The problem -
Down to the last line, transcribe the records verbatim and exclude the images.

* * * *

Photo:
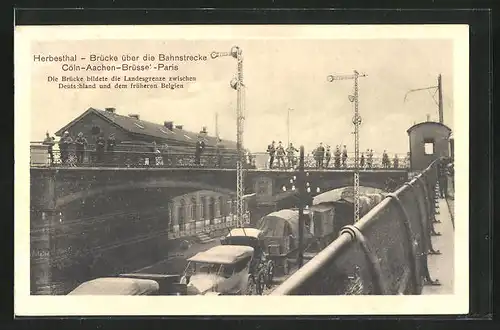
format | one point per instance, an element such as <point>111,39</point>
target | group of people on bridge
<point>72,150</point>
<point>322,157</point>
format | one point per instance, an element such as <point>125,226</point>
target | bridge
<point>89,212</point>
<point>390,251</point>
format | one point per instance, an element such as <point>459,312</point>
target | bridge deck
<point>264,170</point>
<point>441,266</point>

* * * *

Exercise response -
Photo:
format | one point per instance, an element such as <point>111,39</point>
target | group of people on bridge
<point>72,150</point>
<point>322,157</point>
format | one point per instance, an element such as <point>125,226</point>
target | bridge
<point>89,212</point>
<point>390,251</point>
format | one point per instance, an element such as <point>459,312</point>
target | bridge deck
<point>264,170</point>
<point>441,266</point>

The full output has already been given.